Samuel Zwemer dalam konferensi Al Quds untuk para pastor
pada tahun 1935 mengatakan: "Sebenarnya tugas kalian bukan mengeluarkan
orang-orang Islam dari agamanya menjadi pemeluk agama kalian. Akan tetapi
menjauhkan mereka dari agamanya (Al Qur'an dan Sunnah). Sehingga mereka menjadi
orang-orang yang putus hubungan dan tidak punya kometmen dengan ajaran dan
tradisinya sendiri. Dengan demikian kalian telah menyiapkan generasi-generasi
baru yang akan mendukung dan memenangkan tujuan kalian ". Para orientalis
faham betul bahwa untuk dapat menguasai kaum muslimin, terlebih dahulu mereka
harus mengubah pemikiran-pemikiran kaum Muslimin dengan cara merancukan dan
mengkaburkan ajaran orisinil Islam, memasukkan berbagai macam kuman dan
virus-virus yang merusak ilmu-ilmu Islam sehingga mereka ragu terhadap
ajarannya sendiri. Selama umat Islam konsisten memegang ajarannya sendiri
sangat sulit bagi siapapun untuk menguasainya.
Fenomena
inilah yang dilihat Thoha Jabir Fayyadh yang
menyebutkan bahwa kondisi sebagian umat Irlam saat ini sudah terinfeksi virus
orientalis sehingga kehilangan unsur-unsur kekuatan hakiki, aqidahnya rapuh dan
tidak jelas arahnya, imannya lemah, akhlaknya merosot, komitmennya terhadap
Islam dan kaum muslimin menipis dan kefaqihannya hilang, sampai-sampai yang
namanya umat tidak seperti umat lagi. Maka semakin mudah para orientalis menghabisi
sisa-sisa unsur kekuatan pribadi umat sampai keadaannya seperti apa yang kita
rasakan sekarang, tidak memiliki wibawa dan segala urusan kita ditentukan oleh
mereka, Akhirnya kita minta bantuan kepada mereka untuk menyelesaikan segala
problem yang timbulnya dari pribadi kita sendiri.

= Daftar Baris =

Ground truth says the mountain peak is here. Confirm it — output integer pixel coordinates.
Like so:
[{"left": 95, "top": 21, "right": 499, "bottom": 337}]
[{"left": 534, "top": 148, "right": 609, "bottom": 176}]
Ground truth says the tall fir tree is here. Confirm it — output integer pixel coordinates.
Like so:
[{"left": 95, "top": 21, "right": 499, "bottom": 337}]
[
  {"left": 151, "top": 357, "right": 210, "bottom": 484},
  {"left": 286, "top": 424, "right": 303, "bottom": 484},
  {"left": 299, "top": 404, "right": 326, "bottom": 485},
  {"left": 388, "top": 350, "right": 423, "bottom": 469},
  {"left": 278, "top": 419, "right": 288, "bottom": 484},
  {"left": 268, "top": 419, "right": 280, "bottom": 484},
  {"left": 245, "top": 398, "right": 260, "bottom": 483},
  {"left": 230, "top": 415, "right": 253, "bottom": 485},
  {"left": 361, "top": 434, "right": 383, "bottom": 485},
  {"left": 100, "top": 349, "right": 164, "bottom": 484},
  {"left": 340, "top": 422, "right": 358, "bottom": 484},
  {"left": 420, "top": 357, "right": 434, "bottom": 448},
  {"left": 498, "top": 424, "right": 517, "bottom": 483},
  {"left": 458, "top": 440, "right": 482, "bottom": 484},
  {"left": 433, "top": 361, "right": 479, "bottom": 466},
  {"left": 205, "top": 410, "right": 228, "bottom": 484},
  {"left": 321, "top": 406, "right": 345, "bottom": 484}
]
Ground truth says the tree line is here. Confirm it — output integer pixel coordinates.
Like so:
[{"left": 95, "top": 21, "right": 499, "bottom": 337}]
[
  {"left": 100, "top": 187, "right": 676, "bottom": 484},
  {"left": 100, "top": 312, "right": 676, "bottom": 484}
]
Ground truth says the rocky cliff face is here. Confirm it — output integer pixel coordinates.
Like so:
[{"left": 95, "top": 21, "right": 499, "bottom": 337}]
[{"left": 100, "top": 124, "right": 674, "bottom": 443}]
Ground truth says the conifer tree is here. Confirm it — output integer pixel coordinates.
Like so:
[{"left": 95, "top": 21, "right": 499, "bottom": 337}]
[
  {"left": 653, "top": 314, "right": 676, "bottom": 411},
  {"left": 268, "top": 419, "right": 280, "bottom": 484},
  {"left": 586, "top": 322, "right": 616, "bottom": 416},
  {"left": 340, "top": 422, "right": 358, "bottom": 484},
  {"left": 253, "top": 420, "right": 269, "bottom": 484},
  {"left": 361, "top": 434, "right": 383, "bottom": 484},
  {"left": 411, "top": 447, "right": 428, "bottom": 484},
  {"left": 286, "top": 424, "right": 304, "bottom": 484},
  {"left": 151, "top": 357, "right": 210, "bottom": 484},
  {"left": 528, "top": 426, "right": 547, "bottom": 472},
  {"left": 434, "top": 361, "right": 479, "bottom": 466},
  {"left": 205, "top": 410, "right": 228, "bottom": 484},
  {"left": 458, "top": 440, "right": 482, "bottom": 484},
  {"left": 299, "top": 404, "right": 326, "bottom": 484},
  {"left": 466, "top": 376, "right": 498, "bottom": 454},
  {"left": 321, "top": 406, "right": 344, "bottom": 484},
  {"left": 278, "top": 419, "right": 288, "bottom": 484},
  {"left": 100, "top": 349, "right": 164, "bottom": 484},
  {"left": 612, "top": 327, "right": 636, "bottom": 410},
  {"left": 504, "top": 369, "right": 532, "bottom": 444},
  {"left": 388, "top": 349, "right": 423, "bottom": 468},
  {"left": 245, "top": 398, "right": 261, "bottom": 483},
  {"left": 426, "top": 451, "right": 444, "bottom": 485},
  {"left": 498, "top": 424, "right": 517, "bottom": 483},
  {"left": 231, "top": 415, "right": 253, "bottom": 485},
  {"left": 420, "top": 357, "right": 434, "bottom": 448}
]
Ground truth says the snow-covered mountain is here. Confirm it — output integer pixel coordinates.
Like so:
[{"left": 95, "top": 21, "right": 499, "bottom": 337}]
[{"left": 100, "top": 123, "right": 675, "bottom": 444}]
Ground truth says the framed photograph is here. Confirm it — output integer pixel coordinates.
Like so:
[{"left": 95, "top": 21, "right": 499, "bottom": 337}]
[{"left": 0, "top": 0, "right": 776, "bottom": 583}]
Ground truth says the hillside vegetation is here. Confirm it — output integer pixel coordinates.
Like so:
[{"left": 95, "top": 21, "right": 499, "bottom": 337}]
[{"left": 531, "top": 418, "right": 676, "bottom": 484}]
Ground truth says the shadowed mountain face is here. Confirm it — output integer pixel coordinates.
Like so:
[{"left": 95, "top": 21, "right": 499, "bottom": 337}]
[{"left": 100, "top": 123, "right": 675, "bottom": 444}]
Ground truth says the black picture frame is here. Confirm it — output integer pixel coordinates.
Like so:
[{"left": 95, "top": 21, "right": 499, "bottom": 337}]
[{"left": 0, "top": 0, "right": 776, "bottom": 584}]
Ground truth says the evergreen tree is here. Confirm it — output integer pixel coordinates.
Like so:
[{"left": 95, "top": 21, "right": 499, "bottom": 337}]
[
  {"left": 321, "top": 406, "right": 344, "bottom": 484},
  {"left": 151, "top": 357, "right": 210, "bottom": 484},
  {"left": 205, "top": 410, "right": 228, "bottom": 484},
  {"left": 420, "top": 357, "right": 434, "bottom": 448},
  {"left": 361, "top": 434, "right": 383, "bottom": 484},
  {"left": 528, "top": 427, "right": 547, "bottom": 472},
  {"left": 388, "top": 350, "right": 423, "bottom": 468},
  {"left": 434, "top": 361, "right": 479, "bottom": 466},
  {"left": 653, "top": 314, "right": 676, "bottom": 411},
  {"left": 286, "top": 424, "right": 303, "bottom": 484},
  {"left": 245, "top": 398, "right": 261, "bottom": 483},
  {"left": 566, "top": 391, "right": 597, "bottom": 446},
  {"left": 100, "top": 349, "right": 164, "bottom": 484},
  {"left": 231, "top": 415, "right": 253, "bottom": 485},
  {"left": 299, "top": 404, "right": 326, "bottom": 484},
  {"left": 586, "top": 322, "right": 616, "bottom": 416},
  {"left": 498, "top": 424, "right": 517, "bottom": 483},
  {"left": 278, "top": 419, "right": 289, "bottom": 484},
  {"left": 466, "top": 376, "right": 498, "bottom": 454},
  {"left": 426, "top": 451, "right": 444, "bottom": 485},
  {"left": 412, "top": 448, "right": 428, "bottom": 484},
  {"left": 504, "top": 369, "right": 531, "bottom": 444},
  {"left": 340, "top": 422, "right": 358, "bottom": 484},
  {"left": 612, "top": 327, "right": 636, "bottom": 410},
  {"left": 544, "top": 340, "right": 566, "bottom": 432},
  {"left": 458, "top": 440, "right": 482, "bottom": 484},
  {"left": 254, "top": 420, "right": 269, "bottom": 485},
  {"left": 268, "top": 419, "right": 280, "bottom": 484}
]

= Petunjuk Tugas =
Lanjutkan tulisan di atas tentang pengaruh para orientalis terhadap umat Islam, dimulai tepat setelah kalimat terakhirnya.

= Hasil Latihan =
Perlu
evaluasi diri
Perguruan-perguruan
tinggi Islam harus menjadi pusat pengembangan dan pendalaman ilmu tentang agama
Islam. Tentu, sebagai umat Islam Indonesia, kita berharap, dari kampus-kampus
ini lahir para cendekiawan dan ulama yang berilmu tinggi dan taat kepada Allah.
Untuk itu, agar menjadi kampus Islam yang benar-benar sehat, segala macam jenis
kuman dan virus-virus yang merusak ilmu-ilmu Islam harus mulai dikaji,
diteliti, untuk selanjutnya ‘dijinakkan’ dan diamankan’. Cita-cita mulia itu
tidak akan terwujud, jika civitas academica di kampus Islam tidak bisa
membedakan manayang ‘obat’ dan mana yang ‘racun’; mana ilmu yang bermanfaat dan
mana ilmu yang madharat. Jika tidak paham atau tidak peduli dengan masalah ini,
bisa jadi, kampus yang semula didirikan dengan niat begitu mulia, akhirnya
secara tidak sadar sudah dibajak oleh para orientalis. Tugas kita saat ini
adalah merestorasi pemahaman ummat
dengan menanamkan aqidah shahihah, dengan cara
menyingkirkan segala pemikiran yang tak sesuai dengan Islam. Ibarat air yang
telah menggenangi, maka harus ditawa, dipompa untuk dibuang, dan dikuras. Jadi
pola pikir menyimpang itu harus dikikis habis.
Kecuali
itu, Islam mainstream sepatutnya juga melakukan introspeksi atas pemahaman dan praktek
kegamaan yang selama ini kurang mampu
menarik audien yang lebih luas, Ketika sebagian umat Islam lebih enjoy masuk ke perangkap orientalis dan bukan ke
Islam mainstream, hal itu menjadi indikasi awal
bahwa Islam mainstream tidak cukup mampu memenuhi dan memuaskan -baik secara argumentatif maupun emosional-
kebutuhan pemikiran keagamaan mereka yang nuansanya super dinamik, akibatnya
terbukalah ruang yang lebar bagi lahirnya penafsiran-peanfsiran agama yang
mandiri dan terlepas dari mainstream.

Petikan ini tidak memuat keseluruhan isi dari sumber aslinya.